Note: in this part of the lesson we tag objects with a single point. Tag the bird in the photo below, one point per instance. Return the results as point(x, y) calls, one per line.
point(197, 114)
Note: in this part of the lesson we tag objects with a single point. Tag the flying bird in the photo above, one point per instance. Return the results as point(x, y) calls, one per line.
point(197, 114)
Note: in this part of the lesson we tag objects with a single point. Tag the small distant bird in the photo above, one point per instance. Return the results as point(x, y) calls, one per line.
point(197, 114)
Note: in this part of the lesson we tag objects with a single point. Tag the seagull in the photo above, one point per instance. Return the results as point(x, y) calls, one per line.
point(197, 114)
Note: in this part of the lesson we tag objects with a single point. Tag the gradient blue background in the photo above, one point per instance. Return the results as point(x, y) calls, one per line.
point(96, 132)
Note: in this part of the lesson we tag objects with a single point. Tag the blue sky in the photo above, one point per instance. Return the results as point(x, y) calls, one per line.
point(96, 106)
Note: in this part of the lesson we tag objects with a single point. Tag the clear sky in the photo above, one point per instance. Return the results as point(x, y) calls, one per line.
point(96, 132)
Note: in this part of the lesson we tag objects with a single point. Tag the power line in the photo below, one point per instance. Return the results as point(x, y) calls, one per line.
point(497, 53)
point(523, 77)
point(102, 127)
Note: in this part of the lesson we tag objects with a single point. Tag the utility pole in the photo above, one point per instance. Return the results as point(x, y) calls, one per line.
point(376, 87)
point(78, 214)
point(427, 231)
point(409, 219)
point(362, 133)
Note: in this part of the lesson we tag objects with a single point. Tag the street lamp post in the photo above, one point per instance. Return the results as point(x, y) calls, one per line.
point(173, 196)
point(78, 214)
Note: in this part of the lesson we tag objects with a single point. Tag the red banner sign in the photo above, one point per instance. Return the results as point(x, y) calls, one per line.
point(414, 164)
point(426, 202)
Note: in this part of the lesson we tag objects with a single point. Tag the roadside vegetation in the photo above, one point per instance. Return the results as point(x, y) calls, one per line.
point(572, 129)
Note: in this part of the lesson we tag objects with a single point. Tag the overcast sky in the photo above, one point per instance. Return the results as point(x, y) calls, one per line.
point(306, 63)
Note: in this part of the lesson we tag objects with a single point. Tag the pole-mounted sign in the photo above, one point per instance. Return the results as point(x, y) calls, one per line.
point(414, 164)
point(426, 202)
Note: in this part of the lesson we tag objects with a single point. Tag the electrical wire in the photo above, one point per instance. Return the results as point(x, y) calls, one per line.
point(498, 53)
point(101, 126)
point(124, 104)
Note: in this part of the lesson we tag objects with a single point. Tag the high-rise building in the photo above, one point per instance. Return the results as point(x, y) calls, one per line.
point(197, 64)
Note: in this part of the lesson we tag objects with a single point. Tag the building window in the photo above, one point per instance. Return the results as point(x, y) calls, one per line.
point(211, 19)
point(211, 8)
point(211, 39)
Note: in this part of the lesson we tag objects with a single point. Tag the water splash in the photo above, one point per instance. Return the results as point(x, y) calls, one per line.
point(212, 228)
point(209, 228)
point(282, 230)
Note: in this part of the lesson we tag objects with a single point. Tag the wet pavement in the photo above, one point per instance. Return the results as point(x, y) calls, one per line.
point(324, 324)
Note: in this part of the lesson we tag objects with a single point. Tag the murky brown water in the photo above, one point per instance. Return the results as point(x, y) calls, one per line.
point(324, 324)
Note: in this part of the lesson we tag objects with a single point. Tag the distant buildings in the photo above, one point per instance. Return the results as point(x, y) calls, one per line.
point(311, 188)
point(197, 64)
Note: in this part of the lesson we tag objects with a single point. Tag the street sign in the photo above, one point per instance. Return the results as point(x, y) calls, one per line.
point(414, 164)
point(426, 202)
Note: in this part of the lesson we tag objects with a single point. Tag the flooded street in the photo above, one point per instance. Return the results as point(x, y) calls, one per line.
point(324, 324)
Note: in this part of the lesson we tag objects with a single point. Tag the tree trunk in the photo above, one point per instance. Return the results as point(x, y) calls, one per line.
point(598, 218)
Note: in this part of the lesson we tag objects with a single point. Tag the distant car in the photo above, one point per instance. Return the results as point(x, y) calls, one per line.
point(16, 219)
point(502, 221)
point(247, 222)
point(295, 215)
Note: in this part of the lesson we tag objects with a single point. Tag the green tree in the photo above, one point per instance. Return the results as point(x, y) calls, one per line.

Exercise prompt: Copy out the lines of the listing from the line with "the distant car" through its final line, both included, without changing them.

Result of the exercise:
Note: in this part of the lesson we tag objects with a single point. Tag the distant car in the photo above, one point per instance. Return the results as point(x, y) calls, one per line.
point(16, 219)
point(502, 221)
point(247, 222)
point(295, 215)
Note: in this part of the lesson we tag objects with a single point. Tag the green tree in the photo above, one point per instance. Return the results as point(x, y) calls, one per line.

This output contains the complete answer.